What to work on: Count the lines in the records below that contain the string "cloud", treating case as significant. Give only the number.
-- start Extracted data --
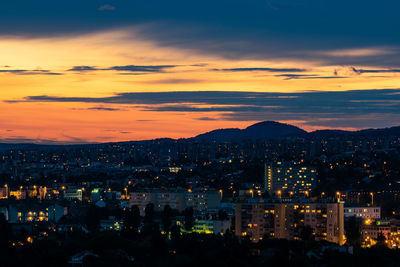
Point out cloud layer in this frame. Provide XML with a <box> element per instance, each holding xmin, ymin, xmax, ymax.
<box><xmin>7</xmin><ymin>89</ymin><xmax>400</xmax><ymax>128</ymax></box>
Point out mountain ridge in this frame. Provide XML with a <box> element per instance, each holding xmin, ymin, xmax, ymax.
<box><xmin>0</xmin><ymin>121</ymin><xmax>400</xmax><ymax>147</ymax></box>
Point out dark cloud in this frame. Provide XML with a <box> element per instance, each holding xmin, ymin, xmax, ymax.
<box><xmin>351</xmin><ymin>67</ymin><xmax>400</xmax><ymax>74</ymax></box>
<box><xmin>0</xmin><ymin>69</ymin><xmax>62</xmax><ymax>75</ymax></box>
<box><xmin>106</xmin><ymin>65</ymin><xmax>176</xmax><ymax>72</ymax></box>
<box><xmin>213</xmin><ymin>68</ymin><xmax>307</xmax><ymax>72</ymax></box>
<box><xmin>88</xmin><ymin>107</ymin><xmax>124</xmax><ymax>111</ymax></box>
<box><xmin>196</xmin><ymin>117</ymin><xmax>217</xmax><ymax>121</ymax></box>
<box><xmin>0</xmin><ymin>0</ymin><xmax>400</xmax><ymax>68</ymax></box>
<box><xmin>140</xmin><ymin>79</ymin><xmax>206</xmax><ymax>84</ymax></box>
<box><xmin>6</xmin><ymin>89</ymin><xmax>400</xmax><ymax>130</ymax></box>
<box><xmin>97</xmin><ymin>4</ymin><xmax>115</xmax><ymax>11</ymax></box>
<box><xmin>68</xmin><ymin>65</ymin><xmax>176</xmax><ymax>74</ymax></box>
<box><xmin>275</xmin><ymin>74</ymin><xmax>348</xmax><ymax>80</ymax></box>
<box><xmin>68</xmin><ymin>66</ymin><xmax>98</xmax><ymax>72</ymax></box>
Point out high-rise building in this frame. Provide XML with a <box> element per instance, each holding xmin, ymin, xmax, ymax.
<box><xmin>235</xmin><ymin>202</ymin><xmax>344</xmax><ymax>244</ymax></box>
<box><xmin>264</xmin><ymin>161</ymin><xmax>317</xmax><ymax>196</ymax></box>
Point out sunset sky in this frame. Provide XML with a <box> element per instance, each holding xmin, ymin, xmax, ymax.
<box><xmin>0</xmin><ymin>0</ymin><xmax>400</xmax><ymax>144</ymax></box>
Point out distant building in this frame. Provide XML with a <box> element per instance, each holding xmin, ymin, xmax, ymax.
<box><xmin>100</xmin><ymin>216</ymin><xmax>123</xmax><ymax>231</ymax></box>
<box><xmin>264</xmin><ymin>161</ymin><xmax>317</xmax><ymax>195</ymax></box>
<box><xmin>130</xmin><ymin>188</ymin><xmax>221</xmax><ymax>216</ymax></box>
<box><xmin>193</xmin><ymin>219</ymin><xmax>231</xmax><ymax>234</ymax></box>
<box><xmin>344</xmin><ymin>205</ymin><xmax>381</xmax><ymax>220</ymax></box>
<box><xmin>63</xmin><ymin>188</ymin><xmax>82</xmax><ymax>201</ymax></box>
<box><xmin>0</xmin><ymin>186</ymin><xmax>8</xmax><ymax>199</ymax></box>
<box><xmin>235</xmin><ymin>202</ymin><xmax>344</xmax><ymax>244</ymax></box>
<box><xmin>8</xmin><ymin>204</ymin><xmax>68</xmax><ymax>223</ymax></box>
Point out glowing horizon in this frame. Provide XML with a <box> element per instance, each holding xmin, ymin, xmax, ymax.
<box><xmin>0</xmin><ymin>28</ymin><xmax>400</xmax><ymax>143</ymax></box>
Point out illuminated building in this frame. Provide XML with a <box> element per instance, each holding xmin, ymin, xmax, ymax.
<box><xmin>235</xmin><ymin>202</ymin><xmax>344</xmax><ymax>244</ymax></box>
<box><xmin>130</xmin><ymin>188</ymin><xmax>221</xmax><ymax>215</ymax></box>
<box><xmin>0</xmin><ymin>186</ymin><xmax>8</xmax><ymax>199</ymax></box>
<box><xmin>264</xmin><ymin>161</ymin><xmax>317</xmax><ymax>196</ymax></box>
<box><xmin>193</xmin><ymin>219</ymin><xmax>231</xmax><ymax>234</ymax></box>
<box><xmin>10</xmin><ymin>190</ymin><xmax>26</xmax><ymax>200</ymax></box>
<box><xmin>63</xmin><ymin>188</ymin><xmax>82</xmax><ymax>201</ymax></box>
<box><xmin>344</xmin><ymin>205</ymin><xmax>381</xmax><ymax>220</ymax></box>
<box><xmin>9</xmin><ymin>204</ymin><xmax>68</xmax><ymax>223</ymax></box>
<box><xmin>100</xmin><ymin>216</ymin><xmax>123</xmax><ymax>231</ymax></box>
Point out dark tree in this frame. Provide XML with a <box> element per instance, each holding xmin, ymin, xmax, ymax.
<box><xmin>218</xmin><ymin>210</ymin><xmax>229</xmax><ymax>221</ymax></box>
<box><xmin>345</xmin><ymin>216</ymin><xmax>361</xmax><ymax>245</ymax></box>
<box><xmin>0</xmin><ymin>213</ymin><xmax>11</xmax><ymax>249</ymax></box>
<box><xmin>143</xmin><ymin>203</ymin><xmax>159</xmax><ymax>236</ymax></box>
<box><xmin>183</xmin><ymin>207</ymin><xmax>194</xmax><ymax>230</ymax></box>
<box><xmin>162</xmin><ymin>205</ymin><xmax>172</xmax><ymax>232</ymax></box>
<box><xmin>300</xmin><ymin>225</ymin><xmax>315</xmax><ymax>242</ymax></box>
<box><xmin>86</xmin><ymin>205</ymin><xmax>100</xmax><ymax>232</ymax></box>
<box><xmin>144</xmin><ymin>203</ymin><xmax>154</xmax><ymax>224</ymax></box>
<box><xmin>123</xmin><ymin>205</ymin><xmax>140</xmax><ymax>233</ymax></box>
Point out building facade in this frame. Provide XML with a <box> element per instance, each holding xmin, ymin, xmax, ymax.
<box><xmin>235</xmin><ymin>202</ymin><xmax>344</xmax><ymax>244</ymax></box>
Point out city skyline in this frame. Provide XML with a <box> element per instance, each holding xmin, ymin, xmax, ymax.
<box><xmin>0</xmin><ymin>0</ymin><xmax>400</xmax><ymax>143</ymax></box>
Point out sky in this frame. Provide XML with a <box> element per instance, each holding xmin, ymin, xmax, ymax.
<box><xmin>0</xmin><ymin>0</ymin><xmax>400</xmax><ymax>144</ymax></box>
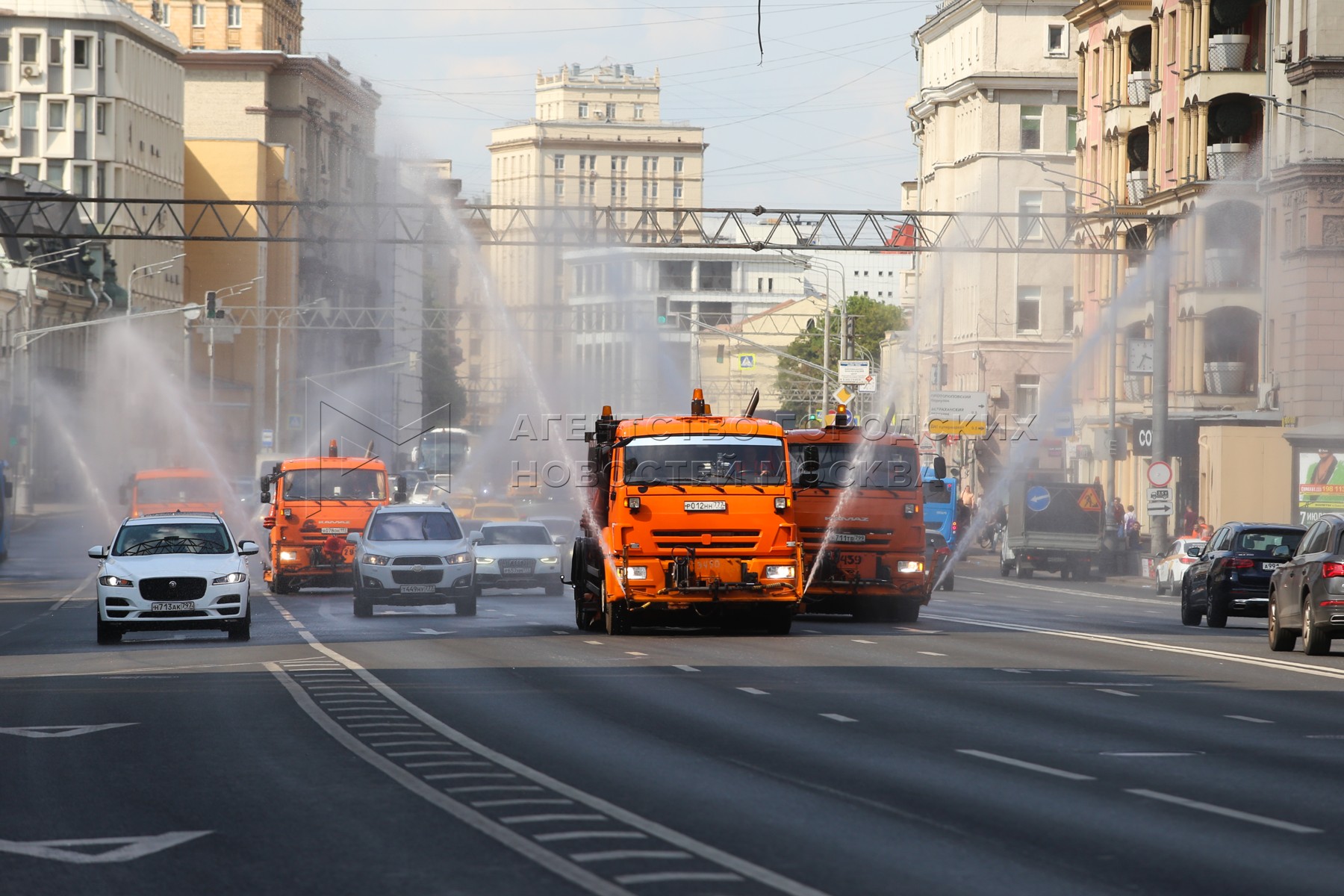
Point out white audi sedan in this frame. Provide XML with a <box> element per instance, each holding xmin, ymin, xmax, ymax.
<box><xmin>472</xmin><ymin>521</ymin><xmax>564</xmax><ymax>595</ymax></box>
<box><xmin>89</xmin><ymin>513</ymin><xmax>257</xmax><ymax>644</ymax></box>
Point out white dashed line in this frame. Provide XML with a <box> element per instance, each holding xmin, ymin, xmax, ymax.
<box><xmin>1125</xmin><ymin>790</ymin><xmax>1325</xmax><ymax>834</ymax></box>
<box><xmin>957</xmin><ymin>750</ymin><xmax>1097</xmax><ymax>780</ymax></box>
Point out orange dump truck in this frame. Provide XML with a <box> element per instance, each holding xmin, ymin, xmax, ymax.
<box><xmin>786</xmin><ymin>405</ymin><xmax>931</xmax><ymax>622</ymax></box>
<box><xmin>261</xmin><ymin>439</ymin><xmax>405</xmax><ymax>594</ymax></box>
<box><xmin>570</xmin><ymin>390</ymin><xmax>803</xmax><ymax>635</ymax></box>
<box><xmin>121</xmin><ymin>467</ymin><xmax>230</xmax><ymax>516</ymax></box>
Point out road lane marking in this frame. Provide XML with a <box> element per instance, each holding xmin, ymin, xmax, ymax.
<box><xmin>267</xmin><ymin>632</ymin><xmax>824</xmax><ymax>896</ymax></box>
<box><xmin>929</xmin><ymin>615</ymin><xmax>1344</xmax><ymax>679</ymax></box>
<box><xmin>957</xmin><ymin>750</ymin><xmax>1097</xmax><ymax>780</ymax></box>
<box><xmin>1125</xmin><ymin>788</ymin><xmax>1325</xmax><ymax>834</ymax></box>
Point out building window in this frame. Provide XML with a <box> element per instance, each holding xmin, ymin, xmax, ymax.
<box><xmin>1018</xmin><ymin>286</ymin><xmax>1040</xmax><ymax>335</ymax></box>
<box><xmin>1013</xmin><ymin>373</ymin><xmax>1040</xmax><ymax>420</ymax></box>
<box><xmin>1021</xmin><ymin>106</ymin><xmax>1040</xmax><ymax>149</ymax></box>
<box><xmin>1045</xmin><ymin>25</ymin><xmax>1068</xmax><ymax>57</ymax></box>
<box><xmin>1018</xmin><ymin>190</ymin><xmax>1045</xmax><ymax>239</ymax></box>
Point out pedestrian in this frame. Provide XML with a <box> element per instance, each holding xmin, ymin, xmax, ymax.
<box><xmin>1122</xmin><ymin>504</ymin><xmax>1139</xmax><ymax>551</ymax></box>
<box><xmin>1180</xmin><ymin>504</ymin><xmax>1199</xmax><ymax>532</ymax></box>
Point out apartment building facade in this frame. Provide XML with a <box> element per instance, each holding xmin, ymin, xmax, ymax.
<box><xmin>486</xmin><ymin>64</ymin><xmax>706</xmax><ymax>427</ymax></box>
<box><xmin>903</xmin><ymin>0</ymin><xmax>1077</xmax><ymax>476</ymax></box>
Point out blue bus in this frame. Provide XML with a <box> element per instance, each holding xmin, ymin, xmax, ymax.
<box><xmin>921</xmin><ymin>466</ymin><xmax>958</xmax><ymax>548</ymax></box>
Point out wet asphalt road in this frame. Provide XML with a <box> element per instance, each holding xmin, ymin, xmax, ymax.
<box><xmin>0</xmin><ymin>516</ymin><xmax>1344</xmax><ymax>896</ymax></box>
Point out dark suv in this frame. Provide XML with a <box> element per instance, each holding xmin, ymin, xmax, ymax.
<box><xmin>1180</xmin><ymin>523</ymin><xmax>1305</xmax><ymax>629</ymax></box>
<box><xmin>1269</xmin><ymin>513</ymin><xmax>1344</xmax><ymax>657</ymax></box>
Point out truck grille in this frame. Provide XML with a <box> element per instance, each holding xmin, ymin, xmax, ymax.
<box><xmin>393</xmin><ymin>568</ymin><xmax>444</xmax><ymax>585</ymax></box>
<box><xmin>140</xmin><ymin>578</ymin><xmax>205</xmax><ymax>600</ymax></box>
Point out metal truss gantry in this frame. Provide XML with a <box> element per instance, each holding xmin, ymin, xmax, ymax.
<box><xmin>0</xmin><ymin>196</ymin><xmax>1171</xmax><ymax>255</ymax></box>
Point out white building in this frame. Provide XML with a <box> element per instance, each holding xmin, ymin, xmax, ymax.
<box><xmin>0</xmin><ymin>0</ymin><xmax>183</xmax><ymax>306</ymax></box>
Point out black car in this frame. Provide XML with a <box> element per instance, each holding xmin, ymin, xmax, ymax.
<box><xmin>1269</xmin><ymin>513</ymin><xmax>1344</xmax><ymax>657</ymax></box>
<box><xmin>1180</xmin><ymin>523</ymin><xmax>1307</xmax><ymax>629</ymax></box>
-- end Extracted data --
Full output: 2